- [Problem requirements] The expected answer is the complete listing, reproduced character for character.

- [Task data]
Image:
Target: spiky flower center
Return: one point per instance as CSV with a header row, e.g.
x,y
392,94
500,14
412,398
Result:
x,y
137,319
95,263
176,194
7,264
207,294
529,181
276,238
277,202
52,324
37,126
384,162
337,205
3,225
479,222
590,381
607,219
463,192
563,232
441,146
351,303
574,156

- [Response area]
Image:
Target: spiky flower center
Return: one point per instance as CSV with a header row, e.g.
x,y
392,94
500,14
412,398
Result:
x,y
137,319
95,263
176,194
7,264
207,294
529,181
276,238
277,202
52,324
37,126
384,162
337,205
3,225
479,222
590,381
607,219
463,192
563,232
441,146
351,303
574,156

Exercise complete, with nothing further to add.